Given problem: Retype the lines below verbatim, starting with the line that contains "of the blue" and going on through the line that contains "x=209, y=61", both included.
— Start —
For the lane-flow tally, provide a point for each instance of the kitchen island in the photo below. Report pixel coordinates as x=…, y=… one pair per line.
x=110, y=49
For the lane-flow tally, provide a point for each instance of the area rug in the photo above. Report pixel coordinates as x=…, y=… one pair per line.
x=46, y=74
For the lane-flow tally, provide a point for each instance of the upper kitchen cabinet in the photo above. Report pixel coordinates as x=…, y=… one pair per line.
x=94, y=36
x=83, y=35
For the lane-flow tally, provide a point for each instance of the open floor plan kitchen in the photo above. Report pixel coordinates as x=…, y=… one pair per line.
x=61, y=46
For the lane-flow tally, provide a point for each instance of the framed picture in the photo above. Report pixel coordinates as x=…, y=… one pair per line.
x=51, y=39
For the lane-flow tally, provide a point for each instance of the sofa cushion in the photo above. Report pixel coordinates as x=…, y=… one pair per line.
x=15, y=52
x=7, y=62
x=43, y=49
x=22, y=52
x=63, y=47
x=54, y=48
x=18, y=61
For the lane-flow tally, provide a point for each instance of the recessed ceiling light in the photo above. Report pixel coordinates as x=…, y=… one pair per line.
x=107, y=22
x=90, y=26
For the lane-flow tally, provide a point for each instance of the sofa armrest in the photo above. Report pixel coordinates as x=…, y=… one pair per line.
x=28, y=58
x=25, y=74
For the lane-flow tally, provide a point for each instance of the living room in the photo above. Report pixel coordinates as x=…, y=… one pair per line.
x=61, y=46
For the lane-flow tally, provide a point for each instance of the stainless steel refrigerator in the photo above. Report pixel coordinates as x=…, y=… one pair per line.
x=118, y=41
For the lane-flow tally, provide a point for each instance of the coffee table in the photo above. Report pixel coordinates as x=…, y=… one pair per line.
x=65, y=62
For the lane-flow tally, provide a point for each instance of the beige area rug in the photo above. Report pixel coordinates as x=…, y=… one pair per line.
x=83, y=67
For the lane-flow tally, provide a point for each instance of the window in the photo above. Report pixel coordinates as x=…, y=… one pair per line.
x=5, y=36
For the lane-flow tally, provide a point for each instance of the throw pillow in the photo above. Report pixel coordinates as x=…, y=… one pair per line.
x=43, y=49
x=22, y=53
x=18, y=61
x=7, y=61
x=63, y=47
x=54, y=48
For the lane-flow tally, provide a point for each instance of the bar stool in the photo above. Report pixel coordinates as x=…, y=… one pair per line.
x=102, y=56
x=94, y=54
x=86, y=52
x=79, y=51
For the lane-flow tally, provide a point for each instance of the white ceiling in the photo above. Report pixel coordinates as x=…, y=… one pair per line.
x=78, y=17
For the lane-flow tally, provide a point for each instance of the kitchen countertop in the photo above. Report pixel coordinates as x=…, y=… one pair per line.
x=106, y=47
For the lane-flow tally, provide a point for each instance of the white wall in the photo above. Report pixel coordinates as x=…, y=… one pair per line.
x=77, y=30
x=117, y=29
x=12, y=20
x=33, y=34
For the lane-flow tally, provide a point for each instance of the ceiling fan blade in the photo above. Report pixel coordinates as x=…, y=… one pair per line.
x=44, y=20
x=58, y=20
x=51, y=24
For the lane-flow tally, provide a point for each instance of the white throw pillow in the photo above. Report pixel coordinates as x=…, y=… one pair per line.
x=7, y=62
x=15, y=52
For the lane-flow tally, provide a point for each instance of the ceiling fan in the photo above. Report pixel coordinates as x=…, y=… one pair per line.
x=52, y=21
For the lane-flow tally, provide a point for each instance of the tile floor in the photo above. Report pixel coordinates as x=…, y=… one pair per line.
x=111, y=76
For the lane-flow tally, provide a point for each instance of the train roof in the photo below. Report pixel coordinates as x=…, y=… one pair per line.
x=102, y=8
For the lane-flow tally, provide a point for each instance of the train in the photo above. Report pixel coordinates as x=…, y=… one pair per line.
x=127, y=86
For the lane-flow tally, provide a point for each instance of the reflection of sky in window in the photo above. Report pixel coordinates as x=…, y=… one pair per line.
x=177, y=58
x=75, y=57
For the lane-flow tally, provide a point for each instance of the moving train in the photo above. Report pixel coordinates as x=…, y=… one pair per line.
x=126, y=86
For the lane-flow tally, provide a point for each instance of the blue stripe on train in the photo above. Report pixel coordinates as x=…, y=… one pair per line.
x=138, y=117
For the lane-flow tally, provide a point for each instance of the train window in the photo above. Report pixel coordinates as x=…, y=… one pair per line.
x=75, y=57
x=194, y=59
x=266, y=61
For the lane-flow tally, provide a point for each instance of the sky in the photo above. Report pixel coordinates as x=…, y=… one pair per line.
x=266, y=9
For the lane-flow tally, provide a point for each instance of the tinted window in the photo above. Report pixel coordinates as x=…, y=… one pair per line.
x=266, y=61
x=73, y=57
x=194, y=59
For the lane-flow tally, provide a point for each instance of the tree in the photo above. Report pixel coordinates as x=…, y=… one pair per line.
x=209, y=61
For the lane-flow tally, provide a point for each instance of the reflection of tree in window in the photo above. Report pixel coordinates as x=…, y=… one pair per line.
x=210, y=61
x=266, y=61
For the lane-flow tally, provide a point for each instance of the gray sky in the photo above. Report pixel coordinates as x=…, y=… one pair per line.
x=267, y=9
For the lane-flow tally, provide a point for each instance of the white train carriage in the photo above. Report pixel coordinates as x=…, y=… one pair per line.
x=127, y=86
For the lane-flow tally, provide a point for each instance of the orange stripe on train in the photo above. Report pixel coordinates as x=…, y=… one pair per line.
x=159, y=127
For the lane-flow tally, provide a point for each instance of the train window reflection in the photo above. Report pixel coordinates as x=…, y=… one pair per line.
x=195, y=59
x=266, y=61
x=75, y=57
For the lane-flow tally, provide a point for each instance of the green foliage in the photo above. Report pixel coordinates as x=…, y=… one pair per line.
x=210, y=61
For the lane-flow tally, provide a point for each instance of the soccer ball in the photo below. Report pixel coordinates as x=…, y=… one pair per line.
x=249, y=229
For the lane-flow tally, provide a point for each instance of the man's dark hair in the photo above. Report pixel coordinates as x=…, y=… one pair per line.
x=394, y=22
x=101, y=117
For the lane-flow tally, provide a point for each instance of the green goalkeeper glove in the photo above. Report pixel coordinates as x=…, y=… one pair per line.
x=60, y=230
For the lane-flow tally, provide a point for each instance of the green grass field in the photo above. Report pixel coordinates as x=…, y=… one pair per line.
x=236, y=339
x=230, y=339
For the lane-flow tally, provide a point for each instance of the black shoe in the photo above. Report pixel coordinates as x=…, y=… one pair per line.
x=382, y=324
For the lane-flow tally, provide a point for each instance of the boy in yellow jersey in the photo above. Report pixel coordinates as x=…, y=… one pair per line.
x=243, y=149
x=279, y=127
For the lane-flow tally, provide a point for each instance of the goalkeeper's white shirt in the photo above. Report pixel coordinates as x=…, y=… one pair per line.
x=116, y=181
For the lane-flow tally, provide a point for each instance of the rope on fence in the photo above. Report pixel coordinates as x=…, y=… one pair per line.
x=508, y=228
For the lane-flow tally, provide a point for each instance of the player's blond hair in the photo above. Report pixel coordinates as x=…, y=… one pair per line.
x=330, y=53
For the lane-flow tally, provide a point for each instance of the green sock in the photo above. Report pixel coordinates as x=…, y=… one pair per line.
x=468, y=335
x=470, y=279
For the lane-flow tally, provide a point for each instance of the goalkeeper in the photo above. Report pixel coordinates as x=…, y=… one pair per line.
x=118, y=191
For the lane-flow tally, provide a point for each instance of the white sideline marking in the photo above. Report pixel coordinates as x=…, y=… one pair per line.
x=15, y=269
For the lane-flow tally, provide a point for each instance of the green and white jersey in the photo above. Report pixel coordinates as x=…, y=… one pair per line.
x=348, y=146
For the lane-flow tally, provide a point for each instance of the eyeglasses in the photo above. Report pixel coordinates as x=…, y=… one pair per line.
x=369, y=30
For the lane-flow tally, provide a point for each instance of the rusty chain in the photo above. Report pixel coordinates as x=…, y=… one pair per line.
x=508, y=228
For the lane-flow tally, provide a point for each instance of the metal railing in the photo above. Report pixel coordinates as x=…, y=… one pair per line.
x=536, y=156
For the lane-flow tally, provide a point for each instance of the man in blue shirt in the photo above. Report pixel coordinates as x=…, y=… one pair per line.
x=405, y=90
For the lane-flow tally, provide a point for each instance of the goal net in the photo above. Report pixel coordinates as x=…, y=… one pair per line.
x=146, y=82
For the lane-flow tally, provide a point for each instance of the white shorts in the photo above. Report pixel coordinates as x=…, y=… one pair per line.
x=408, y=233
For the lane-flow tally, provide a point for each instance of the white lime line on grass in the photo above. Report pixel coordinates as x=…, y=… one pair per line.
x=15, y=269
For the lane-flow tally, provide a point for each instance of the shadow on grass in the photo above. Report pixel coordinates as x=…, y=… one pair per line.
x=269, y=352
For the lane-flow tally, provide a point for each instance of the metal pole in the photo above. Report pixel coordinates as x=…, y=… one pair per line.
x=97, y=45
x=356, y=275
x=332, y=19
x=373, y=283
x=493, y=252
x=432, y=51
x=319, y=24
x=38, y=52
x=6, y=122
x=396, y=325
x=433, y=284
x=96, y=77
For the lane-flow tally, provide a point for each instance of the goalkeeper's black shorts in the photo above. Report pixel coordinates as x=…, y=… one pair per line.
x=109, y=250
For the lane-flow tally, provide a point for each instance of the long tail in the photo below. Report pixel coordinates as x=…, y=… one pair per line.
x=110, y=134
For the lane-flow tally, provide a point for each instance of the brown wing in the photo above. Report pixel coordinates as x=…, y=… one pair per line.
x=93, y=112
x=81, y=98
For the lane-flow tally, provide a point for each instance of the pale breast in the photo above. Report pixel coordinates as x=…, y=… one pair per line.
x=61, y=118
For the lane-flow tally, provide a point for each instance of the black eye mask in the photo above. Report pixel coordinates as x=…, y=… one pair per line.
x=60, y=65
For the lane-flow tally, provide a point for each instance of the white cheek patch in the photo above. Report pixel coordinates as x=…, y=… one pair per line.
— End —
The reply:
For the lane-flow tally, provide a point for each instance of the blue stripe on train in the photo above. Report pixel coordinates as x=…, y=… one pair per line.
x=138, y=117
For the lane-flow tally, provide a point for each instance of the train window in the photo above. Report pixel coordinates as x=…, y=… one pair per line.
x=75, y=57
x=194, y=59
x=266, y=61
For the lane-flow tally, provide a point for each instance of the sky in the photo above. Report pixel coordinates as x=…, y=… one pair per line.
x=266, y=9
For the lane-flow tally, provide a point for each instance of the tinted window in the photo above. Report pixel coordinates as x=…, y=… one pair per line.
x=266, y=61
x=73, y=57
x=194, y=59
For the lane-flow tally, provide a point for each instance of the tree in the photo above. Report pixel coordinates as x=…, y=… one pair per line.
x=209, y=61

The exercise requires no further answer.